[TO DO]
Write out every row below word for word, changing nothing.

[MATERIAL FOR THIS EXERCISE]
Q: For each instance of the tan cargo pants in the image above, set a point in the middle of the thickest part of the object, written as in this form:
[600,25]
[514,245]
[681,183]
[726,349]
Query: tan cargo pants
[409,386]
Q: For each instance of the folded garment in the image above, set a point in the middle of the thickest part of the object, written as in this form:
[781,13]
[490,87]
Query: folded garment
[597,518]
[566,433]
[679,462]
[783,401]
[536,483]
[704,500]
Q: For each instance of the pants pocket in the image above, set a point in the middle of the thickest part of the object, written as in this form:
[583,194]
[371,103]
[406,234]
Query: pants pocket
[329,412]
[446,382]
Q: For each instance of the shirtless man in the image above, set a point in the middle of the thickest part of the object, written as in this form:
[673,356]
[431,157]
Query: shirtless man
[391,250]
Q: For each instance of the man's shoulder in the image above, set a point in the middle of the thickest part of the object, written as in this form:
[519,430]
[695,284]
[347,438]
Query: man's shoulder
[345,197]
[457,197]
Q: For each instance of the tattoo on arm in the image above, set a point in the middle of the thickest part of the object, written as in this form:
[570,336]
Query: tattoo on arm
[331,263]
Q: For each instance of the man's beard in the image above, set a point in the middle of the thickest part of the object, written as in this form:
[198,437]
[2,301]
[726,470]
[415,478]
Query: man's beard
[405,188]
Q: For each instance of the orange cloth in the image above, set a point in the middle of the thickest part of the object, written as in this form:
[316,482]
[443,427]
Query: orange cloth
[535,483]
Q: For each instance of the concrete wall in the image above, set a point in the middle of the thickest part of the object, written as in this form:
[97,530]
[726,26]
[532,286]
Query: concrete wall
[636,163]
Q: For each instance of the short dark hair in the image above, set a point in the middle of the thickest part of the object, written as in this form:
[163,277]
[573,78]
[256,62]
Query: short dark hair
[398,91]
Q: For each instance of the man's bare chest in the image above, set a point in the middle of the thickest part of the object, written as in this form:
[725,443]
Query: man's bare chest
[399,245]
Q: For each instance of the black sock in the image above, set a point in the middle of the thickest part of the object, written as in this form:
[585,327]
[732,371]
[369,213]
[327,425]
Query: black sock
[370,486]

[RESPONSE]
Q: For each instance of the tan cargo pants in the image above, set a point in the middle of the thickest part of the object, written as in this form:
[600,25]
[514,245]
[681,183]
[726,349]
Query: tan cargo pants
[409,386]
Q: For each instance of the folded garment in the image above, set a point in the middle of the thickest part of the object, written as in this form:
[781,13]
[490,87]
Query: folded garment
[597,518]
[566,433]
[679,462]
[783,401]
[536,483]
[704,500]
Q: For each instance of the pants pocket in the image above, set a point in the middle of the thickest part of the object, written as in this form:
[583,194]
[371,103]
[406,234]
Query: pants pocket
[329,412]
[446,382]
Q: For each instance of the shirtless man in the image above, set a point in the middle of the thickest part of the object, written as in this form:
[673,356]
[431,157]
Query: shirtless man
[391,250]
Q: For each instance of the man's shoulder in the image above, set a point in the middle of the thickest part of the object, written as in this form:
[519,430]
[695,284]
[347,438]
Query: man's shoulder
[345,197]
[457,197]
Q: For each instance of the tattoo on arm in the image above, set a point in the middle of the thickest part of the object, written as in this form:
[570,336]
Query: tattoo on arm
[331,263]
Q: For each instance of the man's beard in the image above, set a point in the middle of the thickest part of the object, written as in this form:
[198,437]
[2,301]
[726,470]
[415,478]
Query: man's beard
[405,188]
Q: For each instance of the orange cloth in the image above, set a point in the middle of the thickest part of the object, written as in this form:
[316,482]
[443,427]
Query: orange cloth
[535,483]
Q: For each instance of the concrete wall in the image above, set a point in the middle of the thickest part of the object, written as in this form:
[97,530]
[726,26]
[532,286]
Query: concrete wall
[636,163]
Q: For each instance of the short dark hair in the image above, set a point in the middle of the thickest part of the object, written as in this form:
[163,277]
[573,78]
[256,62]
Query: short dark hair
[398,91]
Q: For each instance of the man's bare chest in the image above, set a point in the middle of the thickest part of the object, written as in this form:
[725,443]
Query: man's bare chest
[399,245]
Q: For each instance of the black sock in the image above, set a point in the middle of the thickest part of the object, written as in this form:
[585,327]
[732,371]
[369,213]
[327,425]
Query: black sock
[370,486]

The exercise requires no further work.